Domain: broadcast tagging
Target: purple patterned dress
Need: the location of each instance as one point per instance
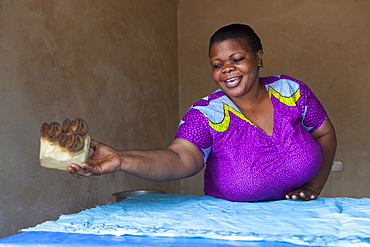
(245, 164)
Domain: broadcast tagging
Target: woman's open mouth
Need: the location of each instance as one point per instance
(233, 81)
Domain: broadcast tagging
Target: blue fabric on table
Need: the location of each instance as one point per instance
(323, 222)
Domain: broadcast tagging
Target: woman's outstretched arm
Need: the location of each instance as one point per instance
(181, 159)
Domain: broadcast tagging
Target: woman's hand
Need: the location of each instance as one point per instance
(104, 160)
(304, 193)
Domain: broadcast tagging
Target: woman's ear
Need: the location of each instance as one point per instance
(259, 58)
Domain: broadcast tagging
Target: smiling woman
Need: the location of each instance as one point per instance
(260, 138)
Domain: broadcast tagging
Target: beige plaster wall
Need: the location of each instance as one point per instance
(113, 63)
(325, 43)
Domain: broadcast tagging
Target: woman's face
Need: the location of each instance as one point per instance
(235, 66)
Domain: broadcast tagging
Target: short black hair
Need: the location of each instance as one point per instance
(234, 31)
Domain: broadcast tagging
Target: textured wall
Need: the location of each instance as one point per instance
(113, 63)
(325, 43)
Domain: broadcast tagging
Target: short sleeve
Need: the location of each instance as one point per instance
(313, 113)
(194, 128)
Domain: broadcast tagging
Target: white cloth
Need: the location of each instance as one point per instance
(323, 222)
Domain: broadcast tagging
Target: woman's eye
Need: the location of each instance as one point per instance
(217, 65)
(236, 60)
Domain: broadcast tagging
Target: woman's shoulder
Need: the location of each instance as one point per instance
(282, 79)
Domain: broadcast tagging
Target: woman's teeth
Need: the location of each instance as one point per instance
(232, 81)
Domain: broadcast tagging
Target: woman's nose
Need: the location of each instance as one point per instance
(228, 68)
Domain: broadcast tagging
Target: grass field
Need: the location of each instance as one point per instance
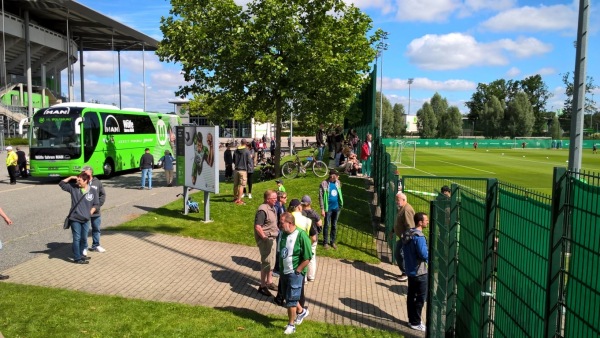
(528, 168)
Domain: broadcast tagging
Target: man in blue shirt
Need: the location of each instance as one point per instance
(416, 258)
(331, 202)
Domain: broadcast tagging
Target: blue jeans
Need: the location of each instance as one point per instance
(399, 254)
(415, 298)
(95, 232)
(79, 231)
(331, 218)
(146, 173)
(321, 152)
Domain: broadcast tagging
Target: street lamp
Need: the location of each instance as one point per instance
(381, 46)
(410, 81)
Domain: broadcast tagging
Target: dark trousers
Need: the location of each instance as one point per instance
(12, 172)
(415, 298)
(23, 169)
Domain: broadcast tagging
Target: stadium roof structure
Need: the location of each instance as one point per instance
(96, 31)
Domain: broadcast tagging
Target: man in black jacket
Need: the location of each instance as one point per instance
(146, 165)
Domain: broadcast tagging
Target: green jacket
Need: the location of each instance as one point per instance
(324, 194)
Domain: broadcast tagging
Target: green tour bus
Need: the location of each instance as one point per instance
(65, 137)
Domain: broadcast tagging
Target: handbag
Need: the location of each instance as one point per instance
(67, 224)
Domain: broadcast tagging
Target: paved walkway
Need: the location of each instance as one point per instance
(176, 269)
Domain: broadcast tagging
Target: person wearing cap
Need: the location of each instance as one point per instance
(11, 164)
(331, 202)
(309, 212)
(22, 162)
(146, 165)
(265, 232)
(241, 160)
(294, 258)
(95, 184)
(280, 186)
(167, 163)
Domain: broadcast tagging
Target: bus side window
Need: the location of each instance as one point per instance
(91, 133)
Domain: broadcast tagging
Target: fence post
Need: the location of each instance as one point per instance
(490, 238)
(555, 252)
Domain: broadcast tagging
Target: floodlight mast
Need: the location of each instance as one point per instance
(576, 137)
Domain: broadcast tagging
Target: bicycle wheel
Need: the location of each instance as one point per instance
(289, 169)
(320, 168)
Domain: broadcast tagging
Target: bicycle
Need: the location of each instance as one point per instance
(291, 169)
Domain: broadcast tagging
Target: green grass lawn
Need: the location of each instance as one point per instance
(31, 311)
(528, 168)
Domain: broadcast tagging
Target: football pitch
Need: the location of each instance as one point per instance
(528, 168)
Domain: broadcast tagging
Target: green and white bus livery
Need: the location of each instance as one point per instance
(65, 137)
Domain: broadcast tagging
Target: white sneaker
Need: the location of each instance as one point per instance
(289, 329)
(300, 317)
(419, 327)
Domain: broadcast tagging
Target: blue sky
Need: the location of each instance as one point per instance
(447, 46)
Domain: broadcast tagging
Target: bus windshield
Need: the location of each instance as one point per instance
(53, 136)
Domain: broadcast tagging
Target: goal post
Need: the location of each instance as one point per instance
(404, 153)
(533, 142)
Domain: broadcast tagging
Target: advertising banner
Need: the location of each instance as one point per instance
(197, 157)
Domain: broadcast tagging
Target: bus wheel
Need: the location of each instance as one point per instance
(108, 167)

* _DESCRIPTION OF THE TASK_
Lines containing the word "bicycle" are to be tallied across the entries above; give only the resulting count.

* _YOUR RESPONSE_
2